Posted on 14 Jan at 9 AM Tags: Immigration, Working in New Zealand, Property,

The New Zealand government has published a new report in which it paints a gloomy picture of changing demographics over the next 50 years. The National Statistics Office has indicated that there will be changes to the operational and social climate and that people planning to emigrate to New Zealand should be aware of these facts while those who have already moved may want to consider moving on.

By 2060 it is predicted that New Zealand’s GDP growth will have slowed significantly. This will be because the country’s population is getting older and more people of working age are looking for better prospects overseas, especially in neighbouring Australia.

There are also too few immigrants entering New Zealand to take up the slack. A big concern is that those leaving home are aged between 18 and 24 and those arriving into the country are pensioners.

Data:

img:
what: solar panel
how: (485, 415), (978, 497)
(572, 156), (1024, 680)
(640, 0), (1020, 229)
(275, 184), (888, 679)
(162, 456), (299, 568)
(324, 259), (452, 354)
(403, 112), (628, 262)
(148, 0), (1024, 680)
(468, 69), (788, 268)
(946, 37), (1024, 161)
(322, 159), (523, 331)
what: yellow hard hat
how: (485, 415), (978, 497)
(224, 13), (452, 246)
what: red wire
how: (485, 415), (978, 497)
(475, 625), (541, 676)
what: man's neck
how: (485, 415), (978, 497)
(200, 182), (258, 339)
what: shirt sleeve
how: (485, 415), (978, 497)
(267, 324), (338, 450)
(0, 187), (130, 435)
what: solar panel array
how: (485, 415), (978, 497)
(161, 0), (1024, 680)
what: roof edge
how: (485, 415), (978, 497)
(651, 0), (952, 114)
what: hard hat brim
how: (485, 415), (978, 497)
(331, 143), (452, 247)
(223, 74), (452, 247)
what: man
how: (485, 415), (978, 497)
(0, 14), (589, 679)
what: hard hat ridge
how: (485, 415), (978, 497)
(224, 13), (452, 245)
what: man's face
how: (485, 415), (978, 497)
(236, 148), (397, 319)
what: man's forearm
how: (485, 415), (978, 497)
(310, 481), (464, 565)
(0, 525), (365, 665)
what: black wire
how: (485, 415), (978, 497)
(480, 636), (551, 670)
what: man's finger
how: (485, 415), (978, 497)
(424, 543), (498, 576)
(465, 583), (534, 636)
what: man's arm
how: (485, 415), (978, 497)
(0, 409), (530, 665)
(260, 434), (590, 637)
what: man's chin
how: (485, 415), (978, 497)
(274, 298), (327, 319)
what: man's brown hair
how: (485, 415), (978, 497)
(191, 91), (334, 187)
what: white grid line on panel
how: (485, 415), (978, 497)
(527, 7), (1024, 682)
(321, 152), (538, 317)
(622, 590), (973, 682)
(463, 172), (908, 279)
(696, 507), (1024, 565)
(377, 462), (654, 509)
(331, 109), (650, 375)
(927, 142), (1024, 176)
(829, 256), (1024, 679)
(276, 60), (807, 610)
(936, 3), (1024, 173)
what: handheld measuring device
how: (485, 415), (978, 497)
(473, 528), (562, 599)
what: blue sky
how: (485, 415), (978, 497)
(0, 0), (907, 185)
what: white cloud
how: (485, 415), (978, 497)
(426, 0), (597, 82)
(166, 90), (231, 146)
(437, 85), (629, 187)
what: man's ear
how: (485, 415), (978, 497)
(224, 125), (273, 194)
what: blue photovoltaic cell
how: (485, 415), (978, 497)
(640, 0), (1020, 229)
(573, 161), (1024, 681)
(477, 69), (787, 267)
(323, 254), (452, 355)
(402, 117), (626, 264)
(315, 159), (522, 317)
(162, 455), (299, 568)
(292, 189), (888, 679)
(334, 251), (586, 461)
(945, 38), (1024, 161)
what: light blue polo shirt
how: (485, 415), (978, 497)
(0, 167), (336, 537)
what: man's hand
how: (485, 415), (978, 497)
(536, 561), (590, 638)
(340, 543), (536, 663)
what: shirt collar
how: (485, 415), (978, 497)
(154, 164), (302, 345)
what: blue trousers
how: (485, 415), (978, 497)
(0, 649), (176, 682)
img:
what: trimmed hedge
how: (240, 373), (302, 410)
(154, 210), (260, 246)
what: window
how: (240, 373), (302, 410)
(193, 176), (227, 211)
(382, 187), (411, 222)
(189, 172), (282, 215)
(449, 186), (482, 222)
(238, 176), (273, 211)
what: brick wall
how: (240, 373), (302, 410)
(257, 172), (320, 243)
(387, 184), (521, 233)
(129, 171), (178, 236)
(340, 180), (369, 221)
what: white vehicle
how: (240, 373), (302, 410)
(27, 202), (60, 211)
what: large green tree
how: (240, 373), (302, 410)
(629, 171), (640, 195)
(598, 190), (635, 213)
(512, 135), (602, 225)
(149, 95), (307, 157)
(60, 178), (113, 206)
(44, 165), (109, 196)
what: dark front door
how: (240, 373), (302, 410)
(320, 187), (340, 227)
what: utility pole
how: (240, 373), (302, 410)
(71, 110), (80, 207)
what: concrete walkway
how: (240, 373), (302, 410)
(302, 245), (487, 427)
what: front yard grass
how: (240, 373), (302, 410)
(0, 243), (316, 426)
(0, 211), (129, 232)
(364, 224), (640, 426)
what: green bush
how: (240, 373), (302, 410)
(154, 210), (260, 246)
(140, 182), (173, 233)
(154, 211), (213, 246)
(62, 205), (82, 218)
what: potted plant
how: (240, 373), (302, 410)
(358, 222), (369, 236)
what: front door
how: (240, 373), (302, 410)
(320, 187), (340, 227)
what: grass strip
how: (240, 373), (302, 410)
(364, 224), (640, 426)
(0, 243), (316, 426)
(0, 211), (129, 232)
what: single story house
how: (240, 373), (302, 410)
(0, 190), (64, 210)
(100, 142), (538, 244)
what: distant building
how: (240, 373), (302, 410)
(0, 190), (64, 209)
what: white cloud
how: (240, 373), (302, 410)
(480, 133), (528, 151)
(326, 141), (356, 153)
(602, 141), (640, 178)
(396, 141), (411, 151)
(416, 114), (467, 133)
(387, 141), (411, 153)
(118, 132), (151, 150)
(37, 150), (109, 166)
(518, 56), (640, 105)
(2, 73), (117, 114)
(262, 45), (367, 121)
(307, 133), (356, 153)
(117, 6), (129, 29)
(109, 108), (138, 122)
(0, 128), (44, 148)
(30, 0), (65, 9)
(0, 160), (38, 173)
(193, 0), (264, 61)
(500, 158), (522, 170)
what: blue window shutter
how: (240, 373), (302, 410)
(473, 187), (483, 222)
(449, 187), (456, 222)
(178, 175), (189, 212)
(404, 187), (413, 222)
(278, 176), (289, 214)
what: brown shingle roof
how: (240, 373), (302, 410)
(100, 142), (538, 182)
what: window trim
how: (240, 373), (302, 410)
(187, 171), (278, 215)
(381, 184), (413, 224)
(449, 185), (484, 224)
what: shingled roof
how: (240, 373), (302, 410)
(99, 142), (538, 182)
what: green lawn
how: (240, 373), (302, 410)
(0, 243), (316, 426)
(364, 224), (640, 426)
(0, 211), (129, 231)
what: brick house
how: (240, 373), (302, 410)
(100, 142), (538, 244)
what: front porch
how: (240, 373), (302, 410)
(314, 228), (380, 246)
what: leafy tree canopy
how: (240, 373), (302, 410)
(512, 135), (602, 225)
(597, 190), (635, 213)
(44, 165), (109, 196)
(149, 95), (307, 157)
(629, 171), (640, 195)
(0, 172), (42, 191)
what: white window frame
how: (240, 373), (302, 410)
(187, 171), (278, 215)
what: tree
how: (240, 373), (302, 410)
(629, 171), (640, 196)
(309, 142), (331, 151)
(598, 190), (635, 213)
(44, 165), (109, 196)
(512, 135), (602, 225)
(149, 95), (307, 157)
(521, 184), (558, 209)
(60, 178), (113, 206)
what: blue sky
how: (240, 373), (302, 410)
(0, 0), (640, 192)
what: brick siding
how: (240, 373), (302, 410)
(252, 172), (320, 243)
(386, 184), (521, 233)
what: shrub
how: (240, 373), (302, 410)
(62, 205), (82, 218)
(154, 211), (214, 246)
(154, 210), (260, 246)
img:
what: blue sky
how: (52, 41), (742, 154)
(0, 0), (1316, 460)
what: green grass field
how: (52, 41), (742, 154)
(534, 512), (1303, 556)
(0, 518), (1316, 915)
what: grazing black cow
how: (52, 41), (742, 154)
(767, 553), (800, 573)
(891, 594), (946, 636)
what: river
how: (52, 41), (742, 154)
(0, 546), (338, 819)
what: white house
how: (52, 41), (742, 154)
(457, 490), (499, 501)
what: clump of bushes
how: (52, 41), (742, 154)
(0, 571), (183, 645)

Problem set:
**a.** Print the passage of the New Zealand demographics article from "The New Zealand" to "consider moving on.", word for word.
**b.** Go on with the article about New Zealand's changing demographics, picking up after its final sentence.

Responses:
**a.**
The New Zealand government has published a new report in which it paints a gloomy picture of changing demographics over the next 50 years. The National Statistics Office has indicated that there will be changes to the operational and social climate and that people planning to emigrate to New Zealand should be aware of these facts while those who have already moved may want to consider moving on.

**b.**
Those who arrived during the 1970s when the immigration rush was at its peak are now looking to retire, something that over the next two decades will put a crippling strain on the cost of welfare and result in cuts in other sectors.

Although the government recently said there would be a continuation of growth, this year GDP growth is expected to drop to 2.6 per cent.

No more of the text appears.